▶ **PROBLEM STATEMENT**
Carry on the mailing-list thread below, about numpy.append versus list.append, from the point where it stops.

▶ **PASSAGE TO READ**
[Numpy-discussion] numpy.append & numpy.where vs list.append and brute iterative for loop

Dewald Pieterse dewald.pieterse at gmail.com
Thu Jan 27 16:47:43 EST 2011


On Thu, Jan 27, 2011 at 4:33 PM, Dewald Pieterse
<dewald.pieterse at gmail.com>wrote:

>
>
> On Thu, Jan 27, 2011 at 4:19 PM, Christopher Barker <Chris.Barker at noaa.gov
> > wrote:
>
>> On 1/27/11 1:03 PM, Dewald Pieterse wrote:
>>
>>> I am processing two csv files against another, my first implementation
>>> used python list of lists and list.append to generate a new list while
>>> looping all the data including the non-relevant data (can't determine
>>> location of specific data element in a list of list). So I re-implented
>>> the exact same code but using numpy.array's (2d arrays) using
>>> numpy.where to prevent looping over an entire dataset needlessly but the
>>> numpy.array based code is about 7.6 times slower?
>>>
>>
>> Didn't look at your code in any detail, but:
>>
>> numpy arrays are not designed to be re-sizable, so numpy.append actually
>> creates a new array, and copies the old to the new, along with the new
>> stuff. It's a convenience function, but it means you are re-allocating and
>> copying all your data with each call.
>>
>> python lists, on the other hand, are designed to be re-sizable, so they
>> pre-allocate extra room, so that appending can be fast.
>>
>> In general, the recommended solution in this sort of situation is to build
>> up your data in a python list, then convert it to an array.
>>
>> If I'm right about what you're doing you could keep the "rows" as numpy
>> arrays, but put them in a list while building it up.
>>
>
> Thanks Chris, I believe this is the problem then, I can continue to use the
> arrays as reference data but build list instead, the only reason I used the
> arrays was to be able to use numpy.where, I just use both data types, best
> of both worlds. As I already have row arrays I will do a build a list or
> arrays.
>

Now my code is nearly 4 times faster than the list of lists implementation!
Wonderful, thanks.

>
>> Also, a numpy array of strings isn't necessarily a great dats structure
>> for this kind of data. YOu might want to look at structured arrays.
>>
>
> Atm, I use :
> comit_eqp_reader = csv.reader(comit_eqp_file, delimiter=',', quotechar='"')
> comit_eqp_lt = numpy.array([[col for col in row] for row in
> comit_eqp_reader])
> to setup the arrays, I will look at using structured arrays
>
>>
>> I wrote an appendable numpy array class a while back, to address this. It
>> has some advantages, though, as it it written, not as much as you'd think.
>> It does have some benifits for structured arrays, though.
>>
>>
>> Code enclosed
>>
>> -Chris
>>
>>
>>
>>  relevant list of list code:
>>>
>>>    starttime = time.clock()

▶ **STUDY MATERIAL**

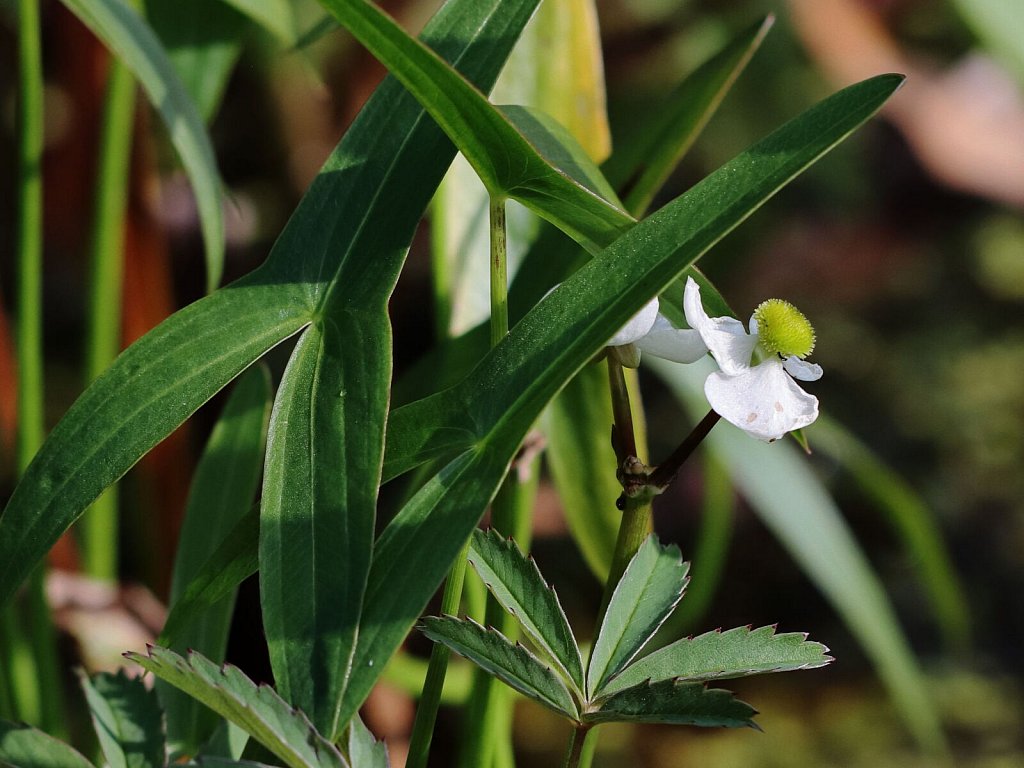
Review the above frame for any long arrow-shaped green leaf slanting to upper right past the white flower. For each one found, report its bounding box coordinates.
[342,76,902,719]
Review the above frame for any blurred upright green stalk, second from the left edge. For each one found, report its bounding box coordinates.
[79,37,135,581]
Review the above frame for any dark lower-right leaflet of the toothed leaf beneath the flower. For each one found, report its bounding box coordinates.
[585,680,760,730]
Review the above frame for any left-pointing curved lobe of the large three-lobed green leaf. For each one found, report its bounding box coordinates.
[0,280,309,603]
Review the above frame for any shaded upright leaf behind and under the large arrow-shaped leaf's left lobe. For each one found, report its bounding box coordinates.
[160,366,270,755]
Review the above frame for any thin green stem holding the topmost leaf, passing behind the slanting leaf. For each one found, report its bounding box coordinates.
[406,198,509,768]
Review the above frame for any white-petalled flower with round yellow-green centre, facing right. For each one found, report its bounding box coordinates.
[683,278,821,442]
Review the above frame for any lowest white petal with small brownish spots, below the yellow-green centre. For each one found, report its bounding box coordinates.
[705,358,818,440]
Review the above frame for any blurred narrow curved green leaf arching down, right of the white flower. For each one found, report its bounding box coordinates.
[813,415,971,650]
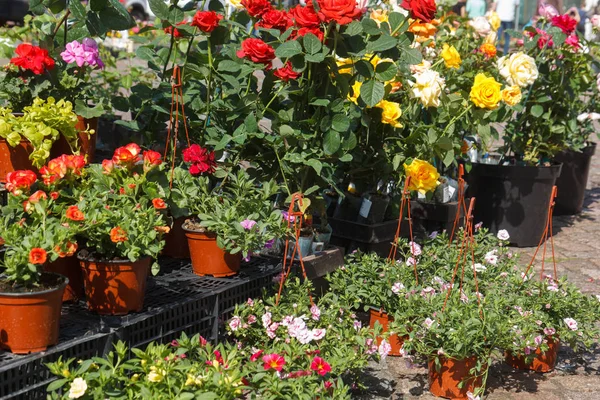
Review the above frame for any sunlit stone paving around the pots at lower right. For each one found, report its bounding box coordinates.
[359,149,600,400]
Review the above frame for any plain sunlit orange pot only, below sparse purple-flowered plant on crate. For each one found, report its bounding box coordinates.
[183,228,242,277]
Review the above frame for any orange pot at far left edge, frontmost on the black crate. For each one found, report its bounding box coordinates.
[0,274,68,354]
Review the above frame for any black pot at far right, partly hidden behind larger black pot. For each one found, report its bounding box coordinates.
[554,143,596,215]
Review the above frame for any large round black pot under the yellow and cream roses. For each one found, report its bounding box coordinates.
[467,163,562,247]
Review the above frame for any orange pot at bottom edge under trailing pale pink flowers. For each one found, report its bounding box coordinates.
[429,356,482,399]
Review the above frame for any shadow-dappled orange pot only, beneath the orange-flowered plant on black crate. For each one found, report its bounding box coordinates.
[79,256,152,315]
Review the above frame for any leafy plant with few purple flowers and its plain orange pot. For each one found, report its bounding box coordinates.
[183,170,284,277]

▶ **RESPONSE TO THE EXERCISE**
>>>    #NI_data_list room_eqp_list
>>>    NI_data_list_new = []
>>>    for NI_row in NI_data_list:
>>>         treelevel = NI_row[0]
>>>         elevation = NI_row[1]
>>>         locater = NI_row[2]
>>>         area = NI_row[3]
>>>         NIroom = NI_row[4]
>>>         #Write appropriate equipment models and drawing into new list
>>>         if NIroom != '':
>>>             #Write appropriate equipment models and drawing into new list
>>>             for row in room_eqp_list:
>>>                 eqp_room = row[0]
>>>                 if len(eqp_room) == 5:
>>>                     eqp_drawing = row[1]
>>>                     if NIroom == eqp_room:
>>>                         newrow =
>>>    [int(treelevel)+1,elevation,locater,area,NIroom,eqp_drawing]
>>>                         NI_data_list_new.append(newrow)
>>>             #Write appropriate piping info into the new list
>>>             for prow in unique_piping_list:
>>>                 pipe_room = prow[0]
>>>                 if len(pipe_room) == 5:
>>>                     pipe_drawing = prow[1]
>>>                     if pipe_room == NIroom:
>>>                         piperow =
>>>    [int(treelevel)+1,elevation,locater,area,NIroom,pipe_drawing]
>>>                         NI_data_list_new.append(piperow)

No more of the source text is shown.